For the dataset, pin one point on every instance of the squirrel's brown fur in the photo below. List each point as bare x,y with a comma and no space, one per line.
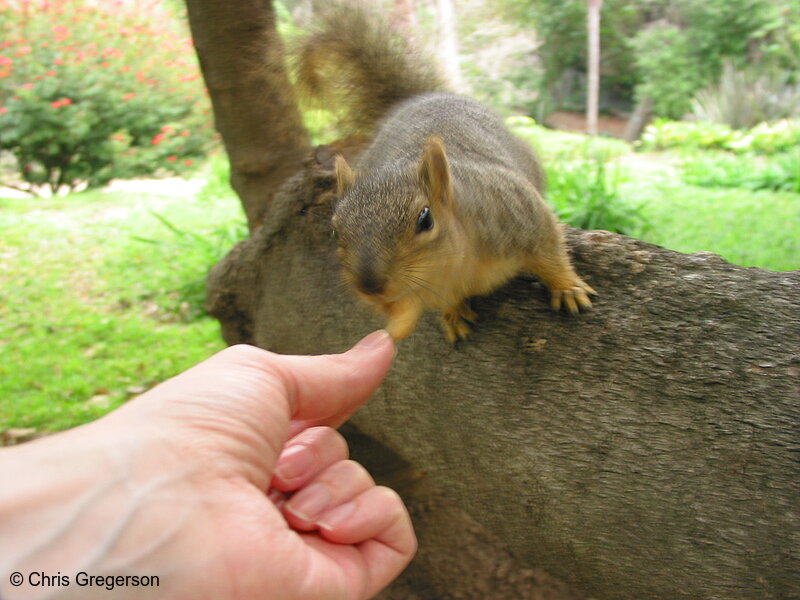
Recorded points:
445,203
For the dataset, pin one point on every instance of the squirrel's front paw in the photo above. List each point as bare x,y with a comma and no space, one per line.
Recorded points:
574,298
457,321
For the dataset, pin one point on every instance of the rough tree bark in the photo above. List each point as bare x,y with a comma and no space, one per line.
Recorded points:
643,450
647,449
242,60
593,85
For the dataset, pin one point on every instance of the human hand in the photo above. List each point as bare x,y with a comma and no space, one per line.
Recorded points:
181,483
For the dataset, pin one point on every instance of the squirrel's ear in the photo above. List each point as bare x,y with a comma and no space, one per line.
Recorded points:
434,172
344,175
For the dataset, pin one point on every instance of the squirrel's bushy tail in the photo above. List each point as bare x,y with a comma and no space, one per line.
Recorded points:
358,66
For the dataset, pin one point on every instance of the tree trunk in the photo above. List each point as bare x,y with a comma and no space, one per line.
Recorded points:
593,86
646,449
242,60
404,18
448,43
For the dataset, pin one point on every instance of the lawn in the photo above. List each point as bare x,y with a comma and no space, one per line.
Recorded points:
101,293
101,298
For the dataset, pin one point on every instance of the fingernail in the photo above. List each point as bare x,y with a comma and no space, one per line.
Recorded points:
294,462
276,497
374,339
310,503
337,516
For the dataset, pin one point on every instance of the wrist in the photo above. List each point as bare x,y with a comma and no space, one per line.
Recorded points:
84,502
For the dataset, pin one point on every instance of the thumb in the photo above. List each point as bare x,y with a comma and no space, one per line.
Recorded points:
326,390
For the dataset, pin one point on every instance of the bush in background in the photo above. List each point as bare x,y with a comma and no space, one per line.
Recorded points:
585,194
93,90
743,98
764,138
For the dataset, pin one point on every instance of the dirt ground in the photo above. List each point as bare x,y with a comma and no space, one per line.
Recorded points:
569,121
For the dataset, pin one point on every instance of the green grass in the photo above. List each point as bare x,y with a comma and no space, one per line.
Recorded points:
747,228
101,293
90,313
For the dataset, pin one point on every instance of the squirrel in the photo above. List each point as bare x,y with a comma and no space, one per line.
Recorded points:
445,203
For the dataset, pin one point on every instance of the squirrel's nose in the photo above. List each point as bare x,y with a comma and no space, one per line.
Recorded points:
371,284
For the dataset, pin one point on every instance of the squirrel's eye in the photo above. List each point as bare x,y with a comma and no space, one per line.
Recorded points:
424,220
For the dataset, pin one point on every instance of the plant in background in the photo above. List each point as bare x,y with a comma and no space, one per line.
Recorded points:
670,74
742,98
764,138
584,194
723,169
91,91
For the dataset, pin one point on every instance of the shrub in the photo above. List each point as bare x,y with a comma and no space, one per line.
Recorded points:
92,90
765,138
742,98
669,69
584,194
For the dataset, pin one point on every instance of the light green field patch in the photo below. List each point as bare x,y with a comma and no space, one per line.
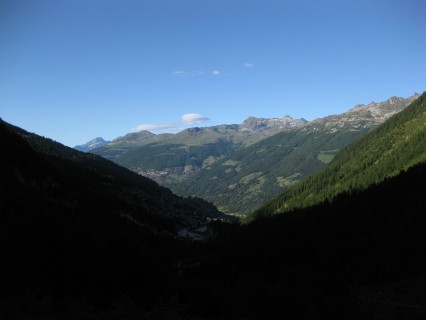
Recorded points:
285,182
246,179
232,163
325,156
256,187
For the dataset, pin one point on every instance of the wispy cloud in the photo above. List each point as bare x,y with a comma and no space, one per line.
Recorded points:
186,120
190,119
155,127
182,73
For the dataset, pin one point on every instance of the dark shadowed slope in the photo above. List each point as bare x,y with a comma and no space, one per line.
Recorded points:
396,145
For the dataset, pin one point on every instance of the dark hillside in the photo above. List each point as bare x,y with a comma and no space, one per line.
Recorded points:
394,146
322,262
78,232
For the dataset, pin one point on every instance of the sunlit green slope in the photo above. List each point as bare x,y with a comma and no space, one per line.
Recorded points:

########

TASK ITEM: Take the entries shown above and quote them verbatim, passing over the pictures.

EXERCISE OUTPUT:
For the dataset, pin one point on every instance of the squirrel's brown fur in the photo below. List each point as bare x,y with a comma and no space, one per line.
Recorded points:
445,203
For the dataset, pin one point on every instance of the squirrel's front paw in the photo above. List each point as bare x,y with a comma and no space, one per line.
Recorded points:
574,298
457,321
For the dataset, pin one point on every instance of the rough tree bark in the photo above. List each point as bare x,y with a comma and no space, one per line.
Recorded points:
643,450
647,449
242,60
593,85
For the dataset, pin one point on every instance of the human hand in the photo above. List each point as bare x,y with a comma and no space, one per line.
Recorded points:
181,483
For the dataset, pin one point on every instance of the squirrel's ear in the photo above. List each point as bare x,y with a comma and no space, one per line.
Recorded points:
434,172
344,175
For the dataset, pin one point on every instance of the squirrel's bushy tail in the photo above. List each point as bare x,y with a comma and no space, one per line.
Recorded points:
358,66
For the dataset, pin one point on every instance of the tree trunk in the photo above. List each point as bare x,y with a comma and no space, one per line.
Recorded points:
593,86
646,449
242,60
404,18
448,43
For the dataset, pin one point on every instance of the lawn in the photo above. List each point as bare x,y with a comma and no space, one per line.
Recorded points:
101,293
101,298
For the dataset, pin one point on every instance of the fingernail in the photo above. List each point as bare x,y with a comma and no space, one per line.
Recorded points:
294,462
276,497
374,339
310,503
337,516
For the dataset, pin one point on every instance of the wrist in the photo above. List each point as bare x,y with a comma and no space, one per line.
Recorded points:
84,502
For the dataset, pin one point on every instance of the thumb in the photo above. List each point as bare x,y with a comma and no space, one per line.
Recorded points:
326,390
For the dataset, pin one point on every instance of the bush in background in the photo above. List each point as bare x,y with a comma and no space, one per line.
Recorded points:
585,194
93,90
743,98
764,138
For the dataset, pin one point on every instance of the dirt ground in the photo above. List each point as bare x,y with a comma and no space, one per line.
Recorded points:
569,121
For the dataset, pin one point on every instance of the green grass in the photo above. List each point as bare x,y with a comma and no space, one per line.
Recorded points:
747,228
101,293
90,313
For the dataset, pin one point on every instance of the squirrel in the photo above. List each point as bare x,y with a comma and no space, one per line.
Recorded points:
445,203
For the dataset, pin one point on every instance of the squirrel's nose in the photo above. List each point as bare x,y with a comma and no space, one per line.
Recorded points:
371,284
For the dataset, pin one point on every instance of the squirrel's eye in the photo above. List each point as bare x,y with a comma and no space, one per line.
Recorded points:
424,220
For the dataset, pin one point on every instance of the plant in background in the photo above. List each point as bare x,y with a comma and no space, one per line.
Recorded points:
670,74
742,98
764,138
584,194
723,169
91,91
For the dataset, pin one point on every instance of the shrub in the photo above. List each point as bare x,y with a comma and no space, one per line.
Recorded points:
92,90
765,138
742,98
669,69
584,194
For the dataset, pin one point on every instance of the light green field patch in the photo below. List each point as bare x,y with a comma and no space, one per line.
Recorded points:
285,182
246,179
232,163
325,156
256,187
For the dataset, pin one point on every instance of the wispy cloud in the photo above. List each point as bare x,y with a comma and no space, one per line.
Recorded points:
186,120
190,119
155,127
182,73
For the dataset, pin one point on every instance of the dark shadowed slope in the photo above. List each point as bare x,y with a comma and no space, one per line.
Recorded points:
396,145
For the dataset, pin one point on every instance of the dark hillside in the photo above. List each point as bare x,y with a comma and no space, one per line.
Recorded points:
394,146
322,262
78,232
For the dataset, pin one point on every instance of the sunlit green slope in the photo above. List each point as bare x,y with a comma and no space, one per line.
Recorded points:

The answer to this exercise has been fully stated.